» **Aim of the task**
Reproduce all of the following records word for word, line by line, without changing anything.

◇ ◇ ◇

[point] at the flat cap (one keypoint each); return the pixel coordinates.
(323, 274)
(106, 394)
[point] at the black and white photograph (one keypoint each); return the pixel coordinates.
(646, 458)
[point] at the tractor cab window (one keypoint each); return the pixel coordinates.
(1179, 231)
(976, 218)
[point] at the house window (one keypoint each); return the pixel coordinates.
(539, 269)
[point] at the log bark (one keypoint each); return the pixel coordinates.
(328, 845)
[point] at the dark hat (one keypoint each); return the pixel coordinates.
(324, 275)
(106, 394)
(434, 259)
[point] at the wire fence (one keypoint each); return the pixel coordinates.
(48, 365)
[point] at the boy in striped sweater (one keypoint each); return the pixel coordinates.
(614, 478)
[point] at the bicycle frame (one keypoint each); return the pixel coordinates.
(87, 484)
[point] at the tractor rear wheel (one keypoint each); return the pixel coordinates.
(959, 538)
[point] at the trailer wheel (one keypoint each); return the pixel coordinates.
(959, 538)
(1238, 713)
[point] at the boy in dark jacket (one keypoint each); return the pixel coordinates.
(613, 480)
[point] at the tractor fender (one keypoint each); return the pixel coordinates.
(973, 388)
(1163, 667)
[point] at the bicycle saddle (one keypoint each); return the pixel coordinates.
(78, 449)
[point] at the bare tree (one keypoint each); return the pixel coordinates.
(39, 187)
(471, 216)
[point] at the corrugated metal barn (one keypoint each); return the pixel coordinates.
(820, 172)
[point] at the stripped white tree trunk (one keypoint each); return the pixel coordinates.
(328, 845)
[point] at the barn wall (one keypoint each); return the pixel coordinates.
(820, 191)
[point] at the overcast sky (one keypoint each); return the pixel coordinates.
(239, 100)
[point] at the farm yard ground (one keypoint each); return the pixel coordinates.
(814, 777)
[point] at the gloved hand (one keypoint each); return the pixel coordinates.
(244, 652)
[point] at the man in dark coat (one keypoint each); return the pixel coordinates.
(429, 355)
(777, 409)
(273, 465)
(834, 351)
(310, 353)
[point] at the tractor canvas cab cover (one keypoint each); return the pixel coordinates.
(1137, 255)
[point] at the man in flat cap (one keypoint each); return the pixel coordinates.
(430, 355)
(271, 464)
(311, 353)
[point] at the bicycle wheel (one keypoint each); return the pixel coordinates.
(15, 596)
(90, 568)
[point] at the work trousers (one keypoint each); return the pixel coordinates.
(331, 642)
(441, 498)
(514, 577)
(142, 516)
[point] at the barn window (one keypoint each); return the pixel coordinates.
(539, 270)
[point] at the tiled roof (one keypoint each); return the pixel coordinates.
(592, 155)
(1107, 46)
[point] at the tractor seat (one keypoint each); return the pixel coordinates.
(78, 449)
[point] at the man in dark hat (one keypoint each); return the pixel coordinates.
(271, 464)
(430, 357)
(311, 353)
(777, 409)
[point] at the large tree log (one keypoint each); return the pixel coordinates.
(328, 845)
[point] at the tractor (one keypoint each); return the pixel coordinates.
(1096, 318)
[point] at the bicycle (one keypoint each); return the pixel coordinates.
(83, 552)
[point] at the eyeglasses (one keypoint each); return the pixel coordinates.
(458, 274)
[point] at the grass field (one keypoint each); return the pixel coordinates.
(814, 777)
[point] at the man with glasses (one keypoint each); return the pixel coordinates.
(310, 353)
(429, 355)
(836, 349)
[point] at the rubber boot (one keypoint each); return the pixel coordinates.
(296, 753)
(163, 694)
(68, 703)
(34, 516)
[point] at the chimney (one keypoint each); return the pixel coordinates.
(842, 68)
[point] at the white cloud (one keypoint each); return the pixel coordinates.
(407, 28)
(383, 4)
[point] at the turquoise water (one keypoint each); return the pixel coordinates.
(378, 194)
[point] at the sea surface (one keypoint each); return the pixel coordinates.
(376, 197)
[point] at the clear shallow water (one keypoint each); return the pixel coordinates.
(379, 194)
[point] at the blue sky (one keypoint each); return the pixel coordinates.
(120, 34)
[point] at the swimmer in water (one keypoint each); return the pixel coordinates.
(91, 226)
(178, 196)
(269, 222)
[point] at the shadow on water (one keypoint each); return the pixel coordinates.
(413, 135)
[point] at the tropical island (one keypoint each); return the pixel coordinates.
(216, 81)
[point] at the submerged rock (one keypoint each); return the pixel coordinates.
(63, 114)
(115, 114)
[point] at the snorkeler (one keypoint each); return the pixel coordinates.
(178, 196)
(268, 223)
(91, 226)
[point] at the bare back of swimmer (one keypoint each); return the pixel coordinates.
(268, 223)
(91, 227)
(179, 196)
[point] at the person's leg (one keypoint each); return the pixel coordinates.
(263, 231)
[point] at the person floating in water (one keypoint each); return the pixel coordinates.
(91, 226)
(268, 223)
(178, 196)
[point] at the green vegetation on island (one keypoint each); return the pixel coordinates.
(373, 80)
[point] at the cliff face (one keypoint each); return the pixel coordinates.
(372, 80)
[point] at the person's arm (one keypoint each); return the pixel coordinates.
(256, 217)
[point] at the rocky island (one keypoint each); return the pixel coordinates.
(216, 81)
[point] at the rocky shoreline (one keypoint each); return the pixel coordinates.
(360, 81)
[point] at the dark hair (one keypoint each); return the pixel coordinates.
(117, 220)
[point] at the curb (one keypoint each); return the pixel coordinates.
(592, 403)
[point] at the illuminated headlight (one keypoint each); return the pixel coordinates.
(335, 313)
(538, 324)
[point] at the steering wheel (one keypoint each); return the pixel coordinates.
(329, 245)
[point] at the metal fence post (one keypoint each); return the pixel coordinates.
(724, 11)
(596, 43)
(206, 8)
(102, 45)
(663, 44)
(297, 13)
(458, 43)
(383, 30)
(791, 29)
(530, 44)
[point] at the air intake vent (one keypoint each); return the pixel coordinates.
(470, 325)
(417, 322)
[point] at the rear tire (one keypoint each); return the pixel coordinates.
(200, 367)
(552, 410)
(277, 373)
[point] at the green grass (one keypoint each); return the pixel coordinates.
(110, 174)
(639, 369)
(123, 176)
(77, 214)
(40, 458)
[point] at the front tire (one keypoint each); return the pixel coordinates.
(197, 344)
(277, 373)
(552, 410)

◇ ◇ ◇

» **Exercise response**
[point] at the flat cap (one keypoint each); return the pixel coordinates.
(323, 274)
(106, 394)
[point] at the black and white photograph (one keypoint each); return the pixel coordinates.
(646, 458)
[point] at the tractor cab window (one keypoint each); return the pixel coordinates.
(1179, 231)
(976, 218)
[point] at the house window (one keypoint each); return the pixel coordinates.
(539, 269)
[point] at the log bark (one keypoint each); return the pixel coordinates.
(328, 845)
[point] at the dark hat (one keypoint each); return the pixel coordinates.
(324, 275)
(106, 394)
(434, 259)
[point] at the wire fence (one keypoint each); return the pixel coordinates.
(48, 365)
[point] at the boy in striped sweater (one keypoint each); return the pixel coordinates.
(614, 478)
[point] at the bicycle frame (one keypoint each); return the pixel coordinates.
(87, 484)
[point] at the tractor rear wheel (one keypoint each); return the pixel coordinates.
(959, 538)
[point] at the trailer wheel (one keypoint each); return the pixel coordinates.
(959, 538)
(1238, 713)
[point] at the boy in dark jacket (one keypoint each); return the pixel coordinates.
(613, 480)
[point] at the tractor fender (one keypoint each); return the pixel coordinates.
(973, 388)
(1163, 667)
[point] at the bicycle saddle (one keypoint each); return the pixel coordinates.
(78, 449)
[point] at the bare tree (one keypoint each); return the pixel coordinates.
(39, 187)
(471, 216)
[point] at the corrugated metal barn (one keypoint each); return the pixel coordinates.
(820, 172)
[point] at the stripped white tree trunk (one keypoint each); return the pixel coordinates.
(328, 845)
[point] at the barn wall (one keypoint each); return the pixel coordinates.
(820, 191)
[point] at the overcast sky (one keypoint each); return the pixel coordinates.
(239, 100)
[point] at the farm yard ground (one keypoint each); return the pixel coordinates.
(814, 777)
[point] at the gloved hand (one keypoint each); return the pixel coordinates.
(244, 652)
[point] at the man in dark coat (one keypoint each); return the pixel coordinates.
(429, 355)
(777, 409)
(273, 465)
(834, 351)
(310, 353)
[point] at the tractor canvas cab cover (one keypoint each); return the pixel coordinates.
(1137, 255)
[point] at the man in flat cap (one keypoint each); return the pixel coordinates.
(430, 355)
(271, 464)
(311, 353)
[point] at the bicycle wheel (one keypoint each); return the pixel coordinates.
(15, 596)
(90, 568)
[point] at the work trousers (one keypoint each); return the pixel coordinates.
(331, 642)
(441, 498)
(514, 577)
(142, 516)
[point] at the barn window (one keypoint each); return the pixel coordinates.
(539, 270)
[point] at the tiled roof (one keypoint each); return the pixel coordinates.
(592, 155)
(1107, 46)
[point] at the tractor seat (one keypoint each); return the pixel coordinates.
(78, 449)
[point] at the man in dark hat (one keypoint each); return the pixel coordinates.
(271, 464)
(430, 357)
(311, 353)
(777, 409)
[point] at the large tree log (one keypoint each); return the pixel coordinates.
(328, 845)
[point] at the tractor (one keypoint each); return the pixel coordinates.
(1096, 318)
[point] at the bicycle (one keypoint each); return the pixel coordinates.
(83, 552)
[point] at the eyeglasses (one keypoint each); return the pixel coordinates.
(458, 274)
[point] at the grass field (one keypoint each); return the pixel coordinates.
(814, 777)
[point] at the man with glasses (one keypoint each); return the pixel coordinates.
(310, 353)
(429, 355)
(836, 349)
[point] at the rubber boot (one keypoint each); return the pixel coordinates.
(296, 753)
(163, 694)
(68, 703)
(34, 516)
[point] at the chimney (one keypoint each); return the pixel coordinates.
(842, 68)
[point] at the white cloud (one keypoint each); return the pixel coordinates.
(407, 28)
(383, 4)
[point] at the turquoise water (one keypoint each); return the pixel coordinates.
(378, 194)
[point] at the sea surface (one keypoint each); return the pixel coordinates.
(376, 197)
[point] at the clear shallow water (one keypoint each); return the pixel coordinates.
(379, 194)
[point] at the blue sky (one keypoint each); return the pixel coordinates.
(120, 34)
[point] at the swimmer in water (one keypoint each); return the pixel coordinates.
(91, 226)
(178, 196)
(269, 222)
[point] at the shadow on water (one keypoint each); return the pixel coordinates.
(413, 135)
[point] at the tropical island (one keypoint each); return the pixel coordinates.
(216, 81)
[point] at the submerged rock (one keypoint each); return the pixel coordinates.
(63, 114)
(115, 114)
[point] at the snorkeler (one keypoint each); return the pixel coordinates.
(178, 196)
(268, 223)
(91, 226)
[point] at the bare back of swimmer (one keypoint each); return the pixel coordinates.
(268, 223)
(91, 227)
(179, 196)
[point] at the person's leg (one keypoint each); return the pixel coordinates.
(263, 231)
[point] at the person floating in water (one keypoint each); return the pixel coordinates.
(91, 226)
(268, 223)
(178, 196)
[point] at the green vegetation on island (one keypoint each); return the pixel coordinates.
(373, 80)
[point] at the cliff face (one keypoint each); return the pixel coordinates.
(372, 80)
[point] at the person's arm (one keypoint each); return the pixel coordinates.
(256, 217)
[point] at the rocky island (one keypoint each); return the pixel coordinates.
(216, 81)
[point] at the rocky shoreline (one keypoint each); return the pixel coordinates.
(360, 81)
[point] at the dark hair (one keypoint each); return the pixel coordinates.
(117, 220)
[point] at the curb (one keypoint each); return the pixel coordinates.
(592, 403)
[point] at the illuminated headlight (one keypoint each); return the pixel coordinates.
(335, 313)
(538, 324)
[point] at the steering wheel (one keypoint each); return the pixel coordinates.
(329, 245)
[point] at the metal fence post (one keypoint each); return the pixel coordinates.
(724, 11)
(596, 43)
(206, 8)
(102, 45)
(663, 44)
(297, 13)
(458, 43)
(383, 30)
(791, 29)
(530, 44)
[point] at the air intake vent (one keypoint each); return the pixel coordinates.
(470, 325)
(417, 322)
[point] at the rear tire (one keypoint each); return the pixel coordinates.
(200, 367)
(552, 410)
(277, 373)
[point] at the green grass (one keypoint each); return the pixel coordinates.
(110, 174)
(639, 369)
(123, 176)
(77, 214)
(40, 458)
[point] at the front tire (one keypoint each); return the pixel coordinates.
(197, 344)
(277, 373)
(552, 410)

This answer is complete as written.